Россия никому не страшна, но и никого не страшится
А.С. Шишков — герой войны 1812 года
Весной 1812 года царь Александр I призвал к себе Шишкова после
многолетней опалы и неожиданно объявил свою волю: почтенный адмирал
призывается на пост государственного секретаря. Вместо графа
Сперанского, этого всевластного ультралиберала и реформатора, негласно
управлявшего страной, назначался охранитель национальных устоев, верный
государственник и признанный ревнитель русской словесности. Даже
искушенные царедворцы терялись в догадках по поводу столь резкой смены
курса. Ведь государственный секретарь — второе лицо в стране, правая
рука императора, его доверенный советчик по всем жизненно важным
вопросам. Люди умные, впрочем, догадывались: значит, войны с Наполеоном
не избежать.
Ибо такова жизнь нашего святого народа. Как только угроза, вражеское
нашествие — так во главу державы призывались России верные сыны. Однако
лишь освободят отечество свое и чужое, так победители попадали в опалу,
будучи оболганными. А над мирным народом тут же водружались враги свои
и чужие, чтоб тайно и явно мучить и развращать его.
На последнем перед отбытием Шишкова в Вильну, на границу
государства, заседании "Беседы любителей русского слова" ему было
зачитано такое послание:
Шишков! оставя днесь "Беседы" светлый дом,
Ты едешь в дальний путь в карете под орлом.
Наш добрый царь, тебе вручая важно дело,
Старается твое беречь, покоить тело:
Лишь это надобно, о теле только речь:
Неколебимый дух умеешь сам сберечь.
День и ночь он на колесах, в самом пекле войны. Отныне все царские
манифесты пишутся Шишковым. Они поднимали до небес народный дух
патриотизма и вели к победам. Имя Шишкова гремело наравне с именем
Кутузова. Ибо то было торжество не столько силы оружия, сколь силы
духа. Пылающего мужеством, правдивого слова адмирала Шишкова.
Приказ нашим армиям
Французский император нападением на войски Наши при Ковне открыл
первый войну. Видя его никакими средствами непреклонного к миру, не
остается Нам ничего иного, как призвав на помощь Свидетеля и Защитника
правды, Всемогущего Творца небес, поставить силы наши против сил
неприятельских. Не нужно Мне напоминать вождям, полководцам и воинам
Нашим о их долге и храбрости. В них издревле течет громкая победами
кровь славян. Воины! Вы защищаете Веру, Отечество, свободу. Я с вами.
На зачинающего Бог.
Александр Вильна. 13 июня 1812 г.
Соединитесь все!
Наипервее обращаемся Мы к древней столице предков наших, Москве. Она
всегда была главою прочих городов Российских, она изливала из недр
своих смертоносную на врагов силу; по примеру ее из всех прочих
окрестностей текли к ней, наподобие крови к сердцу, сыны Отечества для
защиты оного...
Да встретит враг в каждом дворянине Пожарского, в каждом духовном
Палицына, в каждом гражданине Минина. Благородное дворянское сословие!
Ты во все времена было спасителем Отечества; Святейший Синод и
духовенство! Вы всегда теплыми молитвами своими призывали благодать на
главу России; народ Русский! Храброе потомство храбрых славян! Ты
неоднократно сокрушал зубы укрепившихся на тебя львов и тигров.
|---|
#### Задания
[1] На какой пост Александр I назначил Шишкова весной 1812 года, согласно тексту о Шишкове?
[2] Выпишите из текста о Шишкове отрывок от слов «Приказ нашим армиям» до слов «На зачинающего Бог.» включительно.
Записи никак не связаны с текстом о Шишкове.

#### Приведённые записи
|---|
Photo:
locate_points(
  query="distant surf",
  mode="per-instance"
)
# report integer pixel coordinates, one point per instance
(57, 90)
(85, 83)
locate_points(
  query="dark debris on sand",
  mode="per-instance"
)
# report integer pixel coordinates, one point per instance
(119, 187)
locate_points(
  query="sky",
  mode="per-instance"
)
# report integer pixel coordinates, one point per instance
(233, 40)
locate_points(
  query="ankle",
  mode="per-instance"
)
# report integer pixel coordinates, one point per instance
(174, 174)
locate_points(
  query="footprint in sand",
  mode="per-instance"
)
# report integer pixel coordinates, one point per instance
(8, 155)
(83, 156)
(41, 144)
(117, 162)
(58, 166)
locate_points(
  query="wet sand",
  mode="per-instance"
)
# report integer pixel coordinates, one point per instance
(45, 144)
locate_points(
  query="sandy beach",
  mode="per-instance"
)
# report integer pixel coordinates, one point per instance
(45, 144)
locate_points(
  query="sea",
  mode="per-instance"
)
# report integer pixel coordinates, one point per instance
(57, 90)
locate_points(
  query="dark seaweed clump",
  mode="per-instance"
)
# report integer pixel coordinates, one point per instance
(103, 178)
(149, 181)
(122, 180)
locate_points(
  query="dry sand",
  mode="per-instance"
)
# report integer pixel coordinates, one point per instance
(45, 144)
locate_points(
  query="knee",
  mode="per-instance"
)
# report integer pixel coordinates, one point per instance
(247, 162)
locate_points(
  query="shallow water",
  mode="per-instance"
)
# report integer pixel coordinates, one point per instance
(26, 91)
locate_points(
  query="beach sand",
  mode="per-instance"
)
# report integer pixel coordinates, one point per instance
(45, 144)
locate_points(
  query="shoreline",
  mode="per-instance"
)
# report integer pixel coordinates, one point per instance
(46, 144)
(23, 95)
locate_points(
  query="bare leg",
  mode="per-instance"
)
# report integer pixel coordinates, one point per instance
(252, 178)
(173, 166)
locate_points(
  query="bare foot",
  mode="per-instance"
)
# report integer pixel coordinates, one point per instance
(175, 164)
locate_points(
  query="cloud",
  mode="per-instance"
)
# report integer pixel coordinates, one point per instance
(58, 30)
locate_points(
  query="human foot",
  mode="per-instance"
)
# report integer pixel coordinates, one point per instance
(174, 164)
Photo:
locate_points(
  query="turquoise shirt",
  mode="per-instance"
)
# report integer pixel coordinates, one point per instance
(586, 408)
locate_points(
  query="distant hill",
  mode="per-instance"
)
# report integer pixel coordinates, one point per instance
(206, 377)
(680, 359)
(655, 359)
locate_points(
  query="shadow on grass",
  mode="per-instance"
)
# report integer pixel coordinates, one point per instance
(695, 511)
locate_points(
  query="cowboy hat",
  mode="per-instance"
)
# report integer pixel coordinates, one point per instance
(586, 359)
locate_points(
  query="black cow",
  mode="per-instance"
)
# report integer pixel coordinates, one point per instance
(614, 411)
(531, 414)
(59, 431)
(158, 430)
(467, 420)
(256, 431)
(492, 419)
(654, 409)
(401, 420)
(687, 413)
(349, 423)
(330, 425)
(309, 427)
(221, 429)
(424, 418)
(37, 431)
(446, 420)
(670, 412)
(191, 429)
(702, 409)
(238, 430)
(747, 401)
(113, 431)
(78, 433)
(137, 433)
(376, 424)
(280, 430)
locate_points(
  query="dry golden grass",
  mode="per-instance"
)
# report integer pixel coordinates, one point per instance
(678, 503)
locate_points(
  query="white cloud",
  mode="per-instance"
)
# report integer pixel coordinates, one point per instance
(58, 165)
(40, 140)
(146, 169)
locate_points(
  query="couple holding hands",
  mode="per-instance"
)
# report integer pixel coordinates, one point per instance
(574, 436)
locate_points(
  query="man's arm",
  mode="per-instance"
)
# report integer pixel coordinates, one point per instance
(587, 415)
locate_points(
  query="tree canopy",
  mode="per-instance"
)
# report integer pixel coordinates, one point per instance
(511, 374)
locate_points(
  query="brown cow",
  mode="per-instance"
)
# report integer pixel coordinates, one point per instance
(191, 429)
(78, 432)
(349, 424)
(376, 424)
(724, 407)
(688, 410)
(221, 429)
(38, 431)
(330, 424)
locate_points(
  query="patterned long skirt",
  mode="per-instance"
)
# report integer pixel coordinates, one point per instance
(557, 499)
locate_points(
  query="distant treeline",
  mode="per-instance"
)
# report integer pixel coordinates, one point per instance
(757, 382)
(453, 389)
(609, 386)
|---|
#### Ответы по порядку
[1] На пост государственного секретаря.

[2]
Приказ нашим армиям
Французский император нападением на войски Наши при Ковне открыл
первый войну. Видя его никакими средствами непреклонного к миру, не
остается Нам ничего иного, как призвав на помощь Свидетеля и Защитника
правды, Всемогущего Творца небес, поставить силы наши против сил
неприятельских. Не нужно Мне напоминать вождям, полководцам и воинам
Нашим о их долге и храбрости. В них издревле течет громкая победами
кровь славян. Воины! Вы защищаете Веру, Отечество, свободу. Я с вами.
На зачинающего Бог.